SET PROBLEM: Show each line of the items below that contains the word "feather".

WORKING DATA:
<<<<

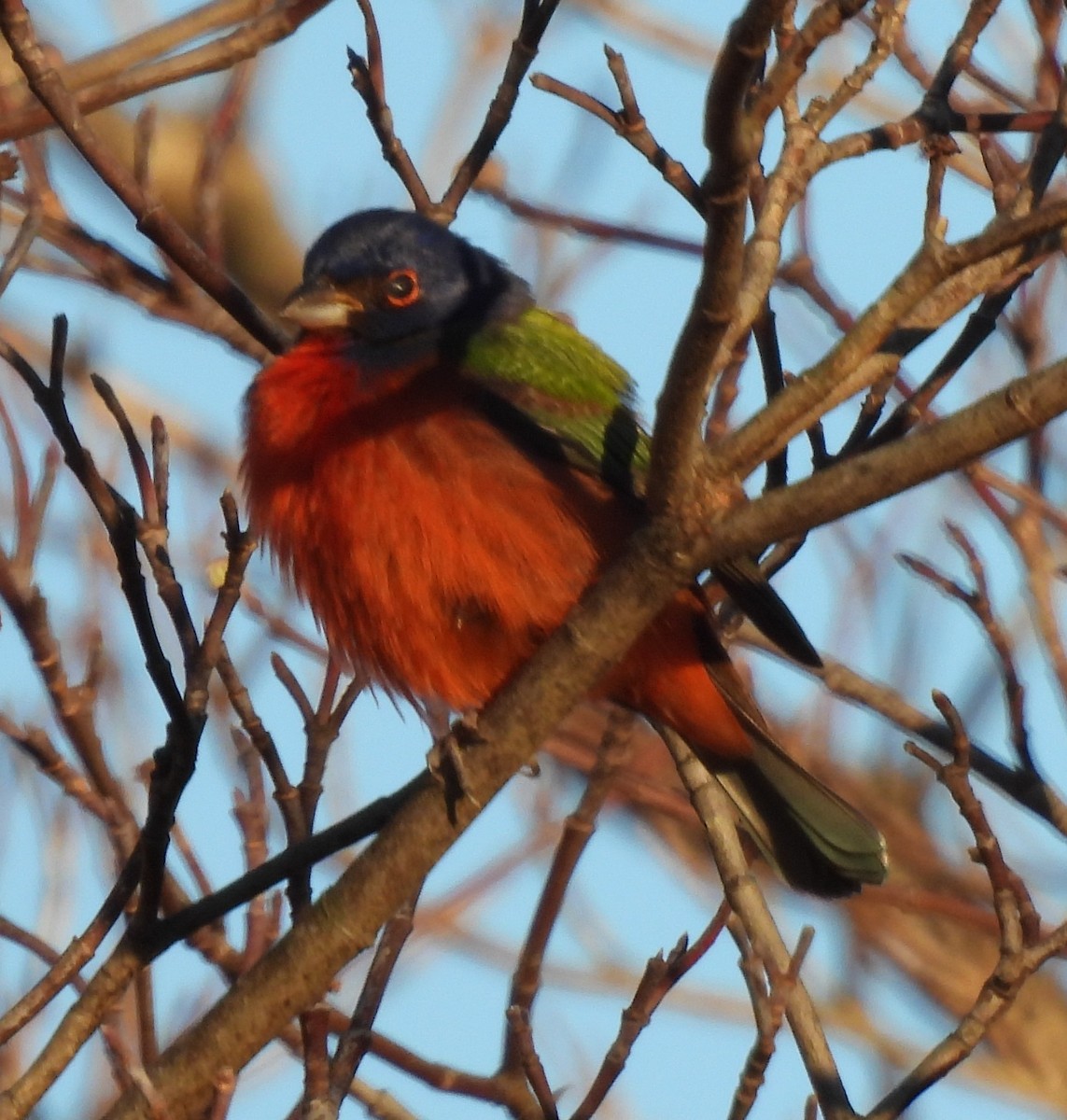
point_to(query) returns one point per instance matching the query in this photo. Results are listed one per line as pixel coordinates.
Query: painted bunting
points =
(442, 468)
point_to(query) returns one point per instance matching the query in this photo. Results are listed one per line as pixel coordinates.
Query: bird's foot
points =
(445, 761)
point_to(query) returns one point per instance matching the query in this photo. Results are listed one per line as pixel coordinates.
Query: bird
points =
(441, 468)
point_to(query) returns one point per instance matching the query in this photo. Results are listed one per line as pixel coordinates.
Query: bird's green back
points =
(569, 387)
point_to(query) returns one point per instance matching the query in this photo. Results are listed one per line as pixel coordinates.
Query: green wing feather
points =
(569, 389)
(563, 384)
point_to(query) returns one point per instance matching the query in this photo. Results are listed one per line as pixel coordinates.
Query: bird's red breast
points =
(434, 553)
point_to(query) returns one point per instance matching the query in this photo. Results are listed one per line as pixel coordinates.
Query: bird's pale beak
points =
(319, 306)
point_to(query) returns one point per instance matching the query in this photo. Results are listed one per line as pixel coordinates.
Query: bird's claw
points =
(445, 761)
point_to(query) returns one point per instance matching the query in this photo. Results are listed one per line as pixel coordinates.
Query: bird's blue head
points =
(392, 277)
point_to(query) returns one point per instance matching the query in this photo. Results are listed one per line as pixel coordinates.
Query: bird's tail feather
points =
(814, 839)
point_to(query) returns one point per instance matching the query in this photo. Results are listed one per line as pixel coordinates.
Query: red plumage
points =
(440, 538)
(434, 553)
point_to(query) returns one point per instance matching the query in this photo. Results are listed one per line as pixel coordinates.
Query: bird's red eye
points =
(401, 288)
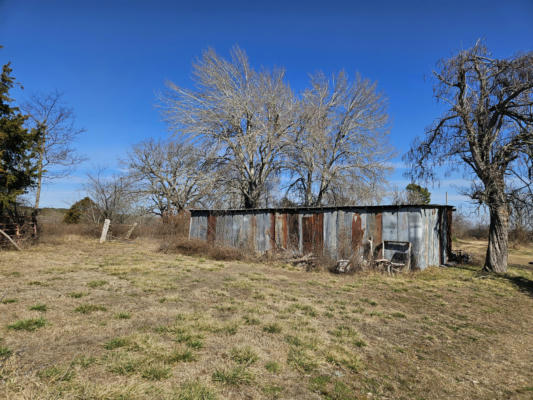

>>>>

SOLUTION TO THE EXERCISE:
Query: green wing feather
Query: bird's tail feather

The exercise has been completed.